TEXT BLOCK:
⟨

The plunder taken consisted chiefly of eatables.  The invaders seem especially to have affected poultry; and tales used to be told of how they boiled geese in melted butter and washed them don with huge draughts of port wine, large quantities of which were to be found in all the houses, as a Portuguese vessel had lately been wrecked and the cargo stolen by the country folk.

After gorging goose and guzzling port wine all night, the invaders were scarcely in a condition to meet the force which had assembled to oppose them, though it was nothing more than a mob of rustics armed with fowling-pieces, scythe-blades fixed on poles and the like.

The citizens of St Davids stripped the lead off their Cathedral to make bullets; a proceeding which vexed the righteous souls of Dean and Chapter but does not appear to have inflicted any injury on the French.

Mr Whitesides, a Liverpool contractor, who was engaged in the erection of the Smalls Lighthouse, raised the sailors of Solva.  Five of these engaged five Frenchmen, one of whom they killed, two they wounded and two ran away.  One Welsh sailor was wounded in the foot, for which he received a pension.  The field where this fight took place is called 'French Park' and in it the foreigner was buried.

Lord Cawdor, who was at Stackpole, did not hear of the invasion until "the middle of the Wednesday night, when he immediately set off; Lord Milford, the Lord Lieutenant of the county, having desired him to take command of the troops, being too infirm to do so himself," though he (Lord Milford) made his way to Fishguard with the rest.  The troops consisted of the Castlemartin Yeomanry Cavalry, the Cardiganshire Militia, the Cardiff Militia (which was then stationed in Pembrokeshire), Colonel Knox of Llanstinan and Major Aukland of Llanion, with other respective companies of fencible infantry; some sailors under Lieutenants Mears and Perkins: in all 750 men.  It happened that with the other gentlemen who had assembled and offered their services, there was one Captain William Davies, a veteran who had seen service, having, indeed, fought at Bunkers Hill.  Lord Cawdor had great confidence in his judgement and requested him to draw up the troops so as to deceive the French as to their real number.  This was most successfully managed.  The ill-natured declare that the women in their high hats and red "whittles" assisted him considerably by their resemblance to regiments of the line.

⟩

DATA LINES:
⟨

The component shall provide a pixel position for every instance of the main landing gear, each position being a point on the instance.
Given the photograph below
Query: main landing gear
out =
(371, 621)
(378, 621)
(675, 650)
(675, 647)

⟩

GIVEN PROBLEM 1:
Could you write out the records again with "photograph" swapped for "image" and everything else left unchanged?
GIVEN PROBLEM 2:
Can you pick up the account of the French invaders near Fishguard and continue it past its final sentence?

WRITTEN ANSWER 1:
The component shall provide a pixel position for every instance of the main landing gear, each position being a point on the instance.
Given the image below
Query: main landing gear
out =
(371, 621)
(378, 621)
(675, 650)
(675, 647)

WRITTEN ANSWER 2:
At noon on Thursday both French and English were astounded to see the French frigates weigh anchor and sail away.  Whether Tate perceived that the whole affair had proved a fiasco, and signalled them to that effect, or whether the captains acted on their own responsibility, it is impossible to say.  They took a course across the Channel.  One of them struck on the Arklow Bank and was taken in tow by the corvette.  These two were eventually captured off Brest by the St Fiorenzo frigate (Captain Sir H.B.Neale, Bart.) and the La Nymphe (Captain J.Cooke), who took them into Portsmouth, where the frigate was repaired and re-christened the "Fisgard," presumably the French pronunciation of Fishguard and was until quite lately the receiving ship at Sheerness.  The other frigate and the lugger managed to get safely into Brest.

The French force had occupied a strong position on a high rock just above the village of Llanwnda.  The English prepared to assail this station on Thursday evening but changing their plans returned to Fishguard.  At 10 p.m. two officers arrived in the town with a flag of truce and inquired for Colonel Knox.  A council of war was then called at the Royal Oak.  Present: Lord Milford, Lord Lieutenant; Lord Cawdor, Colonel Knox, Colonel Colby, Major Aukland, Colonel Dan.Vaughan, Colonel James, Colonel George Vaughan, the Governor of the Fishguard Port and other gentlemen.  The French officers were then admitted, and offered to capitulate on condition that all the French should be sent back to Brest at the expense of the English Government.  Colonel Knox, who appears to have been blessed with a vivid imagination, replied that the only terms which could be entertained were unconditional surrender; and that unless these were complied with by 2 o'clock the following day, the French force would be attacked by 20,000 me; 10,000 of whom were then in Fishguard and 10,000 more on the road.  impressed by this magnificent piece of bunkum, the French officers then produced the following letter:

Cardigan Bay, 5th Ventose, 5th Year of the Republic.

"SIR, - The circumstances which the body of troops under my command were landed at this place render it unnecessary to attempt any military operations, as they would tend only to bloodshed and pillage.  The officers of the whole corps have, therefore, intimated their desire of entering into a negotiation, upon principles of humanity, for a surrender.  If you are influenced by similar considerations, you may signify the same to the bearer, and in the meantime hostilities shall cease.  Health and Respect.

"Tate, Chef de Brigade."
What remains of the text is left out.